GIVEN PROBLEM: Transcribe the listing below line by line, keeping every character unchanged.

INFORMATION SUPPLIED:
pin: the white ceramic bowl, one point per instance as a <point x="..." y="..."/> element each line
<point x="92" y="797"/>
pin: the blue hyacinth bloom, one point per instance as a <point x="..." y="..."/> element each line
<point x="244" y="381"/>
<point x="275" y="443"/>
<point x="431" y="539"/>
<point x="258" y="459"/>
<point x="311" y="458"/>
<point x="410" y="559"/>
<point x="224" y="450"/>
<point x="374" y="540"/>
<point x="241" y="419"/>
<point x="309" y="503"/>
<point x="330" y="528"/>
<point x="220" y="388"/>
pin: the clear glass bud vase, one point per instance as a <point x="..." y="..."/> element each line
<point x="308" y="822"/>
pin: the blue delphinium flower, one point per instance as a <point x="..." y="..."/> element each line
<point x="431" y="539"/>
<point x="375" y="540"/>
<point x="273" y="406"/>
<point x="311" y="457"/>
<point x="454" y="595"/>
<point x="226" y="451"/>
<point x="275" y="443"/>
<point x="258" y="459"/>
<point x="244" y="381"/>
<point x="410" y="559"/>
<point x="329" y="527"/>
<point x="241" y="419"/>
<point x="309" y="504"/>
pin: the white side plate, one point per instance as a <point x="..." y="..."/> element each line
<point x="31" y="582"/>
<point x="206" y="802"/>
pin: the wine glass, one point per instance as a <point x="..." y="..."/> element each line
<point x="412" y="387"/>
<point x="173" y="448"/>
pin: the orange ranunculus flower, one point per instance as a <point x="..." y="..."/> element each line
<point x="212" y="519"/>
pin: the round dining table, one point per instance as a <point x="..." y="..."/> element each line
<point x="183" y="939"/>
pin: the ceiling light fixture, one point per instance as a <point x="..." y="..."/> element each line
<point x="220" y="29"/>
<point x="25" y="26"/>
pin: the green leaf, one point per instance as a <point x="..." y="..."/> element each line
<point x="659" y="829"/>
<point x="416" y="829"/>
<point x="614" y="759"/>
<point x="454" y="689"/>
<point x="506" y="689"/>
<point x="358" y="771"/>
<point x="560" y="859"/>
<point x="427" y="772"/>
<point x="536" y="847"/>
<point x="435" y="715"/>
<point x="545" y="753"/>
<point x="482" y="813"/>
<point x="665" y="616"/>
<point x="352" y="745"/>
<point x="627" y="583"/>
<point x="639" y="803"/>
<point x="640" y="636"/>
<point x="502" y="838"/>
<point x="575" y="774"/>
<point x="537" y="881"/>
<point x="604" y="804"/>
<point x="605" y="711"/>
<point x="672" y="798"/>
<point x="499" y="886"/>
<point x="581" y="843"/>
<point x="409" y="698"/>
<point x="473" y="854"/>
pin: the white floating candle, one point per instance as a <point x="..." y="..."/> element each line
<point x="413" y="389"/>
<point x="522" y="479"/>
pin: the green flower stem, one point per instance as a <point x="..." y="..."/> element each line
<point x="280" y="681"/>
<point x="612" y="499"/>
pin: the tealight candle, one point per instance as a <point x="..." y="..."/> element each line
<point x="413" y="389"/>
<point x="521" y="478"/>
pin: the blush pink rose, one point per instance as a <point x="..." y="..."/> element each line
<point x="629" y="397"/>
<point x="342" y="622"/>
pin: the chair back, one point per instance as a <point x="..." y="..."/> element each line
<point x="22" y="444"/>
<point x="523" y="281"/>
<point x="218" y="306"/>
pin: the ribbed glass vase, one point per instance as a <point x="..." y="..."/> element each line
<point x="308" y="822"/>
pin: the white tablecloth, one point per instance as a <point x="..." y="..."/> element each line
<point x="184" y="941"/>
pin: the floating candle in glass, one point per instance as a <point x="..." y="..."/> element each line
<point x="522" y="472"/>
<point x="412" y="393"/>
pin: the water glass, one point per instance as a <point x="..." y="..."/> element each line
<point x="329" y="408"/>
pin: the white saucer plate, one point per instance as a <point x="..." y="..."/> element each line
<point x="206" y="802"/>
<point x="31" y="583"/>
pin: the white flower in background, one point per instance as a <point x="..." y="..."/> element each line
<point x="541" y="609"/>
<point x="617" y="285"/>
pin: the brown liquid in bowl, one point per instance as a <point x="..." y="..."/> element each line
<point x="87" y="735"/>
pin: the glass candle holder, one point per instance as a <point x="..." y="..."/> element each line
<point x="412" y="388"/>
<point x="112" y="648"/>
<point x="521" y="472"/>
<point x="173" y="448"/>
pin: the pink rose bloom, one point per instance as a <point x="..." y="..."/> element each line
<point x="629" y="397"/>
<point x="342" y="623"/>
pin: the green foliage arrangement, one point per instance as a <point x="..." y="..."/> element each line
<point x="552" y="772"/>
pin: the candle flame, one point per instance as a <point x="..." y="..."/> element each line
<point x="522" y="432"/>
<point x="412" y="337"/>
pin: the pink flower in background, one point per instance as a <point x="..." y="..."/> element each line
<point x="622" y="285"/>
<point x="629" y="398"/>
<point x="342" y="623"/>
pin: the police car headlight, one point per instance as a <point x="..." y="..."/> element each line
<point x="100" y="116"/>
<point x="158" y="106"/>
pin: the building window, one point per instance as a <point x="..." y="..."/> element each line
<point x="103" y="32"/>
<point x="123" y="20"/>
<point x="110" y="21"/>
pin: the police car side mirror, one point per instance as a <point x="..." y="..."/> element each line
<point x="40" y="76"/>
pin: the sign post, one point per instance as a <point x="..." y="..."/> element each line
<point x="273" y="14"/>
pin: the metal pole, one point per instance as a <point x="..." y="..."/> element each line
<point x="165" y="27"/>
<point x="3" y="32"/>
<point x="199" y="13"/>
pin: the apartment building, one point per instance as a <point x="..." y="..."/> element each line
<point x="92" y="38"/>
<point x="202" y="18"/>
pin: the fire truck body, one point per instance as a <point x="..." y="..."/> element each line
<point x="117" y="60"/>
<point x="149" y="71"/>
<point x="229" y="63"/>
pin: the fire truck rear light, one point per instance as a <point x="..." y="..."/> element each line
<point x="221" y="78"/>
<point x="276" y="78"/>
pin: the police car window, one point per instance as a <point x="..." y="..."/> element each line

SOLUTION TO THIS TASK:
pin: the white ceramic bowl, one point per instance as a <point x="..." y="..."/> element each line
<point x="92" y="797"/>
pin: the blue hyacinth bloom, one point per instance as a <point x="..." y="..."/> element each line
<point x="244" y="381"/>
<point x="275" y="443"/>
<point x="431" y="539"/>
<point x="258" y="459"/>
<point x="311" y="458"/>
<point x="410" y="559"/>
<point x="224" y="450"/>
<point x="374" y="540"/>
<point x="241" y="419"/>
<point x="309" y="503"/>
<point x="330" y="528"/>
<point x="220" y="388"/>
pin: the clear glass bud vase, one point per instance as a <point x="..." y="..."/> element each line
<point x="308" y="822"/>
pin: the blue delphinium flower, one point per instance as a <point x="..." y="..."/> element each line
<point x="431" y="539"/>
<point x="375" y="540"/>
<point x="273" y="406"/>
<point x="311" y="457"/>
<point x="454" y="595"/>
<point x="226" y="451"/>
<point x="275" y="443"/>
<point x="258" y="459"/>
<point x="244" y="381"/>
<point x="410" y="559"/>
<point x="329" y="527"/>
<point x="241" y="419"/>
<point x="309" y="504"/>
pin: the white side plate, one point per instance as a <point x="..." y="..."/> element each line
<point x="31" y="582"/>
<point x="206" y="802"/>
pin: the wine glass, one point per instance as a <point x="..." y="..."/> element each line
<point x="412" y="387"/>
<point x="173" y="448"/>
pin: the orange ranunculus flower, one point per instance as a <point x="..." y="..."/> element each line
<point x="212" y="519"/>
pin: the round dining table, one point per instance as a <point x="..." y="..."/> element each line
<point x="183" y="939"/>
pin: the ceiling light fixture, one point per instance as a <point x="..." y="..."/> element each line
<point x="220" y="29"/>
<point x="25" y="26"/>
pin: the green leaf, one point per instance as a <point x="..." y="..."/> element each line
<point x="659" y="829"/>
<point x="416" y="829"/>
<point x="614" y="759"/>
<point x="454" y="689"/>
<point x="506" y="689"/>
<point x="358" y="771"/>
<point x="560" y="859"/>
<point x="427" y="772"/>
<point x="536" y="847"/>
<point x="435" y="715"/>
<point x="545" y="753"/>
<point x="482" y="813"/>
<point x="665" y="616"/>
<point x="352" y="745"/>
<point x="627" y="583"/>
<point x="639" y="803"/>
<point x="640" y="636"/>
<point x="502" y="838"/>
<point x="575" y="774"/>
<point x="537" y="881"/>
<point x="604" y="804"/>
<point x="605" y="711"/>
<point x="672" y="798"/>
<point x="499" y="886"/>
<point x="581" y="843"/>
<point x="409" y="698"/>
<point x="473" y="854"/>
pin: the white floating candle, one point per instance as a <point x="..." y="..."/> element each line
<point x="413" y="389"/>
<point x="522" y="479"/>
pin: the green flower stem, one point per instance as a <point x="..." y="..."/> element each line
<point x="280" y="681"/>
<point x="612" y="499"/>
pin: the tealight candle, one point per instance as a <point x="..." y="..."/> element each line
<point x="413" y="389"/>
<point x="521" y="478"/>
pin: the blush pink rose, one point per instance as a <point x="..." y="..."/> element each line
<point x="629" y="397"/>
<point x="342" y="622"/>
pin: the chair back, one point per instance as a <point x="..." y="..."/> element each line
<point x="22" y="444"/>
<point x="523" y="281"/>
<point x="218" y="306"/>
pin: the ribbed glass vase, one point per instance as a <point x="..." y="..."/> element each line
<point x="308" y="822"/>
pin: the white tablecloth, one point per instance as a <point x="..." y="..."/> element each line
<point x="184" y="941"/>
pin: the floating candle in glass, one point per instance as a <point x="..." y="..."/> element each line
<point x="522" y="472"/>
<point x="412" y="393"/>
pin: the water glass, one point per instance as a <point x="..." y="..."/> element each line
<point x="329" y="408"/>
pin: the white saucer plate, one point per instance as a <point x="..." y="..."/> element each line
<point x="206" y="802"/>
<point x="31" y="583"/>
pin: the white flower in background, one point per instance as a <point x="..." y="..."/> element each line
<point x="541" y="609"/>
<point x="617" y="285"/>
pin: the brown liquid in bowl, one point per instance as a <point x="..." y="..."/> element each line
<point x="87" y="735"/>
pin: the glass candle holder, one point per instance as a <point x="..." y="..."/> element each line
<point x="412" y="388"/>
<point x="112" y="648"/>
<point x="521" y="472"/>
<point x="173" y="448"/>
pin: the pink rose bloom, one point per instance as a <point x="..." y="..."/> element each line
<point x="629" y="397"/>
<point x="342" y="623"/>
pin: the green foliage arrangement, one point per instance as a <point x="..." y="..."/> element each line
<point x="552" y="772"/>
pin: the candle flame, one point per instance as a <point x="..." y="..."/> element each line
<point x="522" y="432"/>
<point x="412" y="337"/>
pin: the pink flower in background, one point per instance as a <point x="..." y="..."/> element each line
<point x="622" y="285"/>
<point x="629" y="398"/>
<point x="342" y="623"/>
pin: the police car headlight, one point per instance as a <point x="..." y="..."/> element each line
<point x="100" y="116"/>
<point x="158" y="106"/>
pin: the building window, one point per instance as a <point x="..." y="..."/> element each line
<point x="103" y="32"/>
<point x="123" y="20"/>
<point x="110" y="21"/>
pin: the police car side mirror, one point per instance as a <point x="..." y="..."/> element each line
<point x="40" y="76"/>
pin: the sign post, one point per instance as a <point x="..." y="..."/> element each line
<point x="273" y="14"/>
pin: the metal pole, one point per instance as a <point x="..." y="..."/> element each line
<point x="165" y="27"/>
<point x="3" y="32"/>
<point x="199" y="13"/>
pin: the apartment building, one point per instance as a <point x="..." y="..."/> element each line
<point x="92" y="38"/>
<point x="202" y="18"/>
pin: the fire truck body, one point per instance as a <point x="..." y="..."/> element each line
<point x="117" y="60"/>
<point x="149" y="71"/>
<point x="229" y="63"/>
pin: the fire truck rear light, one point per instance as a <point x="..." y="..."/> element each line
<point x="221" y="78"/>
<point x="276" y="78"/>
pin: the police car window, one point per instance as a <point x="..." y="..."/> element each line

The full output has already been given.